Exercise material –
+ + +
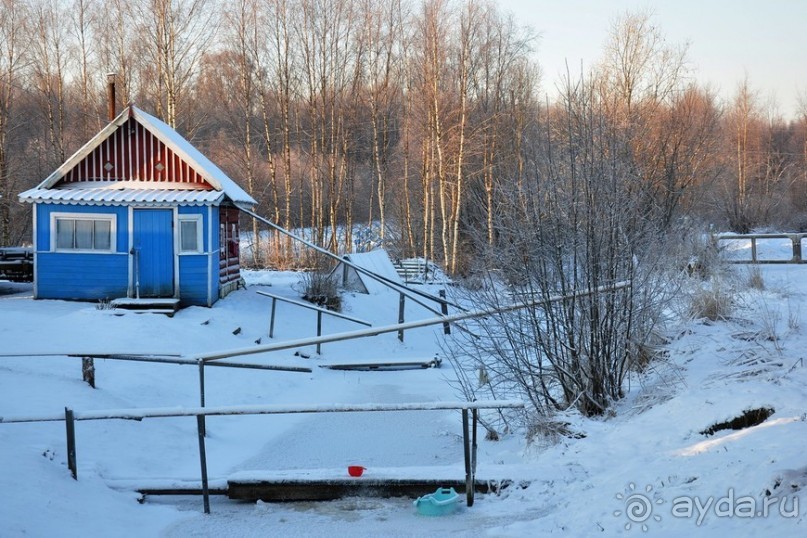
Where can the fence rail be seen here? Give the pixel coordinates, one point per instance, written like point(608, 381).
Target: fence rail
+ + +
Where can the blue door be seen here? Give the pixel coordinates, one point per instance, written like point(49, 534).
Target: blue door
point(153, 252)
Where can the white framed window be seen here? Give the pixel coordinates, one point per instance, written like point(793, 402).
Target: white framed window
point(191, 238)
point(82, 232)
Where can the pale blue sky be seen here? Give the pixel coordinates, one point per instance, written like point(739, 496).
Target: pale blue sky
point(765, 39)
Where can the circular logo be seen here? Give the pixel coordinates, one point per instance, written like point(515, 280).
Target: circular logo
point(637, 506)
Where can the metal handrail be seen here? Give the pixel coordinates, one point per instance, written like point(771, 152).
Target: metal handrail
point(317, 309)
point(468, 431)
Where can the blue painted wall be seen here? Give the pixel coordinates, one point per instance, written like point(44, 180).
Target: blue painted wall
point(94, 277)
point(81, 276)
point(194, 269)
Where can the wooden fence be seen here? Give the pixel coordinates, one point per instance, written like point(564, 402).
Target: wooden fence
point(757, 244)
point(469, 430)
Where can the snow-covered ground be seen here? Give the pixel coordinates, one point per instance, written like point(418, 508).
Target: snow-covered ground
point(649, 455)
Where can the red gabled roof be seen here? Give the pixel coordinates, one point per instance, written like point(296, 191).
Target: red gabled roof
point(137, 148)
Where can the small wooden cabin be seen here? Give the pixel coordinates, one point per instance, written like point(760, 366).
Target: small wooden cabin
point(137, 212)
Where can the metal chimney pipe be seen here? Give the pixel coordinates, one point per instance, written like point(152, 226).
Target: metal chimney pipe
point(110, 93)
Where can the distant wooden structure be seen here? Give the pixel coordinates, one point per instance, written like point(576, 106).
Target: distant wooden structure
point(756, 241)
+ + +
Task –
Please give back exactly the lines of the listing above that run from the one containing "Where can the fence" through the one containing "Target: fence rail", and only those.

Answer space –
Where can the fence rail be seen here? Give the pixel coordinates, one point per instance, written like point(608, 381).
Target: fence rail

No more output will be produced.